THE PROBLEM: Where in the material does the word "below" appear? Copy each line that has it.

GIVEN RECORDS:
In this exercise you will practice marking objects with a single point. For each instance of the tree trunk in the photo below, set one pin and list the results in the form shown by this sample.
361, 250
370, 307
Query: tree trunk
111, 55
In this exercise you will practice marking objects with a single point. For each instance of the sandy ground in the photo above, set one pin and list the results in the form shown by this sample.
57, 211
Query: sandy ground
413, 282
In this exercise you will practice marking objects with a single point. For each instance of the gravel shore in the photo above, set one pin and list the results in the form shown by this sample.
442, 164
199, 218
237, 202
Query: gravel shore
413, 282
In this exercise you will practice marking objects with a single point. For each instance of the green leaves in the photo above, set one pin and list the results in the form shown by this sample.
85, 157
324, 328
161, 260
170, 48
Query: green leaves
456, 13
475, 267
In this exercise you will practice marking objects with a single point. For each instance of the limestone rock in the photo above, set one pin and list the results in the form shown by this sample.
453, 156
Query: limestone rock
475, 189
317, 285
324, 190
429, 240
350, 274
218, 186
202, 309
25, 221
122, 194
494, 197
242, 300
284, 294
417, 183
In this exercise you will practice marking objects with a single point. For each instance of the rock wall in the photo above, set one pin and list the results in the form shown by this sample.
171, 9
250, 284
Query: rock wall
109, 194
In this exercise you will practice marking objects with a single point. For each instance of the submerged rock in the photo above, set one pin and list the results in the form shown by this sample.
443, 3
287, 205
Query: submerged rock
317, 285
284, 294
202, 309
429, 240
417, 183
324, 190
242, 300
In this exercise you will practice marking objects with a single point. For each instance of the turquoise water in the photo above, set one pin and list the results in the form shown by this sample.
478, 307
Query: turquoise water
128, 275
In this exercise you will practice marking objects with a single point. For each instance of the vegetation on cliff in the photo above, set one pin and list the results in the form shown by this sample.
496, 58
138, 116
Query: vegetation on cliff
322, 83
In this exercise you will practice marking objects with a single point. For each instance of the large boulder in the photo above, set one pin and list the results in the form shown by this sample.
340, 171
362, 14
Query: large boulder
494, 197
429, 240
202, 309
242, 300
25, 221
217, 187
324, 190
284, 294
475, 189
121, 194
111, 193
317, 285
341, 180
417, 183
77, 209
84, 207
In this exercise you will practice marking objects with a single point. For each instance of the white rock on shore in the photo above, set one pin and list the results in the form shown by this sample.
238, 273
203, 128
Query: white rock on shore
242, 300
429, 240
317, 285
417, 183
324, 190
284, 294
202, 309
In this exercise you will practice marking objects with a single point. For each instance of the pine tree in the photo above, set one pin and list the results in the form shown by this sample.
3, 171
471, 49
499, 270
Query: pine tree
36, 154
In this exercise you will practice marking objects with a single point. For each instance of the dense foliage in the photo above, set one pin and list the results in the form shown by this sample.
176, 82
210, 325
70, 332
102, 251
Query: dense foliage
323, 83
==
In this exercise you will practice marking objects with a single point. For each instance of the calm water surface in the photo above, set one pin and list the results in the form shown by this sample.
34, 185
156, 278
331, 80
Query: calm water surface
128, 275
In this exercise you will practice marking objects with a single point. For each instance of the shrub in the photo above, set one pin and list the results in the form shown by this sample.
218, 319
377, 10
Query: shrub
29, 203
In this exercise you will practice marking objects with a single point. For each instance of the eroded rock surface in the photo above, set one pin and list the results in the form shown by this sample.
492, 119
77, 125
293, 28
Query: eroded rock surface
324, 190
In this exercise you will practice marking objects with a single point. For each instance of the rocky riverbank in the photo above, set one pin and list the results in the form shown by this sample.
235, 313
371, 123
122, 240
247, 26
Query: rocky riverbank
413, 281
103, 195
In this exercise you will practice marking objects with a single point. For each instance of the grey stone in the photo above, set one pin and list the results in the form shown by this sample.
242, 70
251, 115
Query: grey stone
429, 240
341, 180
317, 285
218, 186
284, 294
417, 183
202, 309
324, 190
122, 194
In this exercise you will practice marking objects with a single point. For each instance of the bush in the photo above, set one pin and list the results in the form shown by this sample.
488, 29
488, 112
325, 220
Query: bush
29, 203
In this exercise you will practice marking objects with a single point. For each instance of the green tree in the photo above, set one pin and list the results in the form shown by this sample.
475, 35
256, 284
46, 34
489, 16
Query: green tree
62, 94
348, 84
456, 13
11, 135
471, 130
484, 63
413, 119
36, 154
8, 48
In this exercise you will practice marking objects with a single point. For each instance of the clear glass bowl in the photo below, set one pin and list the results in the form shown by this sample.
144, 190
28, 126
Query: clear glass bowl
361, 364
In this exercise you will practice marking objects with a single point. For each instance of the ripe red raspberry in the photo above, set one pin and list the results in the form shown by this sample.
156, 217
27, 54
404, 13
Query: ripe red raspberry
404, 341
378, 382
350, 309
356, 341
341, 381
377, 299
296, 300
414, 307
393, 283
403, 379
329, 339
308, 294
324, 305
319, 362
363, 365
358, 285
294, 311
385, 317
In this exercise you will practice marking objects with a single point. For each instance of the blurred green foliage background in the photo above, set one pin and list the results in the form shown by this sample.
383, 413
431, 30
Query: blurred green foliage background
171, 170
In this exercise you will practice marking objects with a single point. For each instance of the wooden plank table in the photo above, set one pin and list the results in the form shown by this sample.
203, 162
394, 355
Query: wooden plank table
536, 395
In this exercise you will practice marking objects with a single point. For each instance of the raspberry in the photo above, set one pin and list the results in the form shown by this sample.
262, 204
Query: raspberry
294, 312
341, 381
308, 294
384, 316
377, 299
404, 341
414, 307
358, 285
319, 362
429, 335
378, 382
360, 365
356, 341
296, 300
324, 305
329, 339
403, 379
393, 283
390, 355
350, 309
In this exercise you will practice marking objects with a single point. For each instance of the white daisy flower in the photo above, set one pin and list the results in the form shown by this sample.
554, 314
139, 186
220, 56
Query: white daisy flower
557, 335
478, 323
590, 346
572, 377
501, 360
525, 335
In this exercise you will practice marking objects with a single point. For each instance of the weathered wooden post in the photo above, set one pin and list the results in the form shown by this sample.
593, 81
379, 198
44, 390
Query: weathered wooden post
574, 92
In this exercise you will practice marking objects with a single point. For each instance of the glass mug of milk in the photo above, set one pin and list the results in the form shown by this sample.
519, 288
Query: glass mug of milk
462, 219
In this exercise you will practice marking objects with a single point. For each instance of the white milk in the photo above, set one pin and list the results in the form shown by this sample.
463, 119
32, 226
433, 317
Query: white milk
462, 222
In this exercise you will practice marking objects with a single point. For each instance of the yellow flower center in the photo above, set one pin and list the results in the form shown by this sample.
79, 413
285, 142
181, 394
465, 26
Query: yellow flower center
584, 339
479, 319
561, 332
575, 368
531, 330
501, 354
==
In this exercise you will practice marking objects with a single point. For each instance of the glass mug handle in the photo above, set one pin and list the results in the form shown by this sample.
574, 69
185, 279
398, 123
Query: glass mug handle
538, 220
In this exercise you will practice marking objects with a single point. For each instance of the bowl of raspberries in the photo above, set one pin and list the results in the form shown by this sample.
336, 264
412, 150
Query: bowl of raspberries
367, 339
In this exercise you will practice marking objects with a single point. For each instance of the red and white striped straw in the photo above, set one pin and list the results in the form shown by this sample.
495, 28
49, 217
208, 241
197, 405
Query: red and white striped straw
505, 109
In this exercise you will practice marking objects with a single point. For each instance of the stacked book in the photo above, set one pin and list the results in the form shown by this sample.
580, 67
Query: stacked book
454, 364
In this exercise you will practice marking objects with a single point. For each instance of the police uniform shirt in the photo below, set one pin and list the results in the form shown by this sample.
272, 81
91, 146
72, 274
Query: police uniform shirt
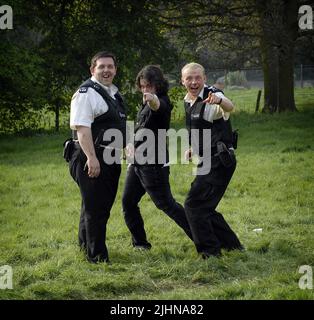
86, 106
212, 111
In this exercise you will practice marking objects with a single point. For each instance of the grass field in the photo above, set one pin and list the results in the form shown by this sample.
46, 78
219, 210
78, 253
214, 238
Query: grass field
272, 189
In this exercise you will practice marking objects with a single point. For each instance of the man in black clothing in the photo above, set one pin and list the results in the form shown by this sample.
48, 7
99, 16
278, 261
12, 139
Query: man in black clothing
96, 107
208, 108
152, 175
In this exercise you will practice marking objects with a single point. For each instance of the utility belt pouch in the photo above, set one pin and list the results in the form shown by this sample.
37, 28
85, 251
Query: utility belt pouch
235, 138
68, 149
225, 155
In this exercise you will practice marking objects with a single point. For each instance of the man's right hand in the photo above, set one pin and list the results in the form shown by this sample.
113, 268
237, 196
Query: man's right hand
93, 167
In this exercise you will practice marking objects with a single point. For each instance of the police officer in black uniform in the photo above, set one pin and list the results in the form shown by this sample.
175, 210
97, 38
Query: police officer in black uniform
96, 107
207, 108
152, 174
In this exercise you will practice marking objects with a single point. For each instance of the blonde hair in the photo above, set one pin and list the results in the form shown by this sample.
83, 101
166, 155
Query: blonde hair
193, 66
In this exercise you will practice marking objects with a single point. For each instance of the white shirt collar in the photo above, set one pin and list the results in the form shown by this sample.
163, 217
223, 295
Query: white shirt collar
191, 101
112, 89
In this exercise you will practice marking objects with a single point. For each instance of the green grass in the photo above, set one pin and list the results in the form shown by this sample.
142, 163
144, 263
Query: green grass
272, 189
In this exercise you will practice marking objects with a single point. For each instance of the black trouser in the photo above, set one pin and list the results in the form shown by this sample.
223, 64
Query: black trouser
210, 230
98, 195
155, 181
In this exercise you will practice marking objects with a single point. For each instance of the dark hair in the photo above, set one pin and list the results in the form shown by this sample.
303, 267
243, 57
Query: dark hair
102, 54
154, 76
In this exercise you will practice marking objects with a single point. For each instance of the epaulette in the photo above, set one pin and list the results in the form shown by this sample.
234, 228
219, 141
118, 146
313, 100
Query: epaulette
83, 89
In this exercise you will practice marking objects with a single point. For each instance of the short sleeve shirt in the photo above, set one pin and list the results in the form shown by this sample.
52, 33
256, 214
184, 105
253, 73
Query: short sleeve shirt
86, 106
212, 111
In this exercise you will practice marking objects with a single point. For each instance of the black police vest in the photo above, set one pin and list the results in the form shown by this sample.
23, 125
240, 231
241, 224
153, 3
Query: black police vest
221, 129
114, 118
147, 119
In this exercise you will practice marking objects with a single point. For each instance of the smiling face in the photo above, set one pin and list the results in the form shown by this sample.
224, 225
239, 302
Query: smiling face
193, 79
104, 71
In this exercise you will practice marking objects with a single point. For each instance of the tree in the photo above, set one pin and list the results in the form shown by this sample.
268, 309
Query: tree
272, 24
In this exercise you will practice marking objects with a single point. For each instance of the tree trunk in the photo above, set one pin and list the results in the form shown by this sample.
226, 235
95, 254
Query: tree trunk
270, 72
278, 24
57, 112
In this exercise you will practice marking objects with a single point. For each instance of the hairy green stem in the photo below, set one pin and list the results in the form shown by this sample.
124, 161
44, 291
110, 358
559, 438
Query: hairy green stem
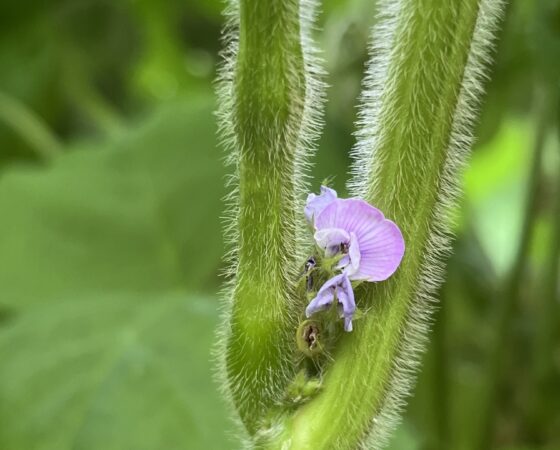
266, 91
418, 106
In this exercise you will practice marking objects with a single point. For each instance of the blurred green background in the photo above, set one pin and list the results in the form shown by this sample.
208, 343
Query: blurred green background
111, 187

YOUR RESPONSE:
In this exercise you will practice marking objects with a single point. For each instance of the tree trunk in the photo below, set one pin and list the results in the form shown by this sample.
In this exercise you will practice marking objects with a single point. For each instance of the clear glass bowl in the photo below, set one pin and list the results in the form shown by this sample.
In this exercise you will practice marking objects with a single point. For each instance of the police uniform shirt in the photo below, set one pin and list the results in the form shown by this sample.
In this exercise you will practice marking objects with a single point. For each instance of the hairy green stem in the photo below, set one pin and list the results in the form shown by this sample.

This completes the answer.